### TASK BRIEF
Repeat all of the material exactly, with no line missing.

● ● ● ●

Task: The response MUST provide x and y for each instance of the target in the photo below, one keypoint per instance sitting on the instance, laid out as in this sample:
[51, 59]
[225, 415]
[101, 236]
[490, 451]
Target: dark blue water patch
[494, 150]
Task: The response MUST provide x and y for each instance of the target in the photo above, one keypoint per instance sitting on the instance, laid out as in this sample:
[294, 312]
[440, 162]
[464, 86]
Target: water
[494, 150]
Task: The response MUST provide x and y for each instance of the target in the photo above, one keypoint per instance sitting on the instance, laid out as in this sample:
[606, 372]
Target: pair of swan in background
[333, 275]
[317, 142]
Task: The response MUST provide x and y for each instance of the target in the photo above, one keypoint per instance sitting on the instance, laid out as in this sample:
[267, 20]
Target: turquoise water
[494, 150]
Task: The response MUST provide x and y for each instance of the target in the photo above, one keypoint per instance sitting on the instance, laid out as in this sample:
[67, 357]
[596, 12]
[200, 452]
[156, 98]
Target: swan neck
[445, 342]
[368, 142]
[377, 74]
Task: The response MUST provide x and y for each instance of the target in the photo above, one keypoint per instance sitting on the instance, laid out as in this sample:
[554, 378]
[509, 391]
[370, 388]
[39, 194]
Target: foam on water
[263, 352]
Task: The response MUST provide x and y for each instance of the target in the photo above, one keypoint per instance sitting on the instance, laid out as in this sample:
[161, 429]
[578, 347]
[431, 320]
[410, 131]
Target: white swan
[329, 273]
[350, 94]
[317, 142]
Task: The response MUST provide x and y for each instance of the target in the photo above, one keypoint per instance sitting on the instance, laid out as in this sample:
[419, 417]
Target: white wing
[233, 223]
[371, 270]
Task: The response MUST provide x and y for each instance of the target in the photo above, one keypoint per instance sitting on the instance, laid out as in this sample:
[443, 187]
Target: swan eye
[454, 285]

● ● ● ●

### RESPONSE TO THE TASK
Task: The response MUST provide x and y for each instance of the target in the photo below, one keypoint per instance sitting on the instance, laid out as in this sample:
[51, 59]
[225, 415]
[101, 236]
[490, 451]
Target: dark blue water patch
[494, 150]
Task: The response MUST provide x and y for each instance of the target in the photo above, one keypoint per instance sitting on the instance, laid out as in this sample:
[294, 312]
[440, 162]
[464, 86]
Target: water
[494, 150]
Task: The response MUST provide x and y for each instance of the target in the photo above, one keypoint per instance sitting on the instance, laid out as in this sample:
[606, 372]
Target: pair of swan in background
[333, 275]
[317, 142]
Task: The response MUST provide x and y for each instance of the target in the photo above, one keypoint per instance sitting on the instance, laid out as in this sample:
[267, 20]
Target: turquoise water
[494, 150]
Task: The response MUST provide x and y for each instance of the target in the photo above, one keypoint per instance sitting on the instance, laid out as in this sample:
[67, 357]
[596, 12]
[200, 452]
[156, 98]
Target: swan neck
[445, 342]
[368, 142]
[377, 74]
Task: The response MUST provide x and y for each instance of the target in the photo above, one keypoint per instance sitting on the instance, laid out as in this sample:
[554, 378]
[509, 391]
[370, 388]
[39, 194]
Target: foam on water
[263, 352]
Task: The response MUST provide x and y for each instance of the target in the photo above, one keypoint per instance sitting on the instance, laid out as in this sample:
[161, 429]
[578, 347]
[431, 320]
[410, 131]
Target: white swan
[329, 273]
[350, 94]
[317, 142]
Task: The response MUST provide x and y for each instance of the target in the photo above, one keypoint per instance sitting on the instance, laid out as in this sample:
[419, 417]
Target: white wing
[233, 223]
[371, 270]
Task: The response MUST provide x and y for each instance of the target in the photo above, one keypoint per instance sitting on the instance, laid out as in this sample:
[443, 187]
Target: swan eye
[454, 285]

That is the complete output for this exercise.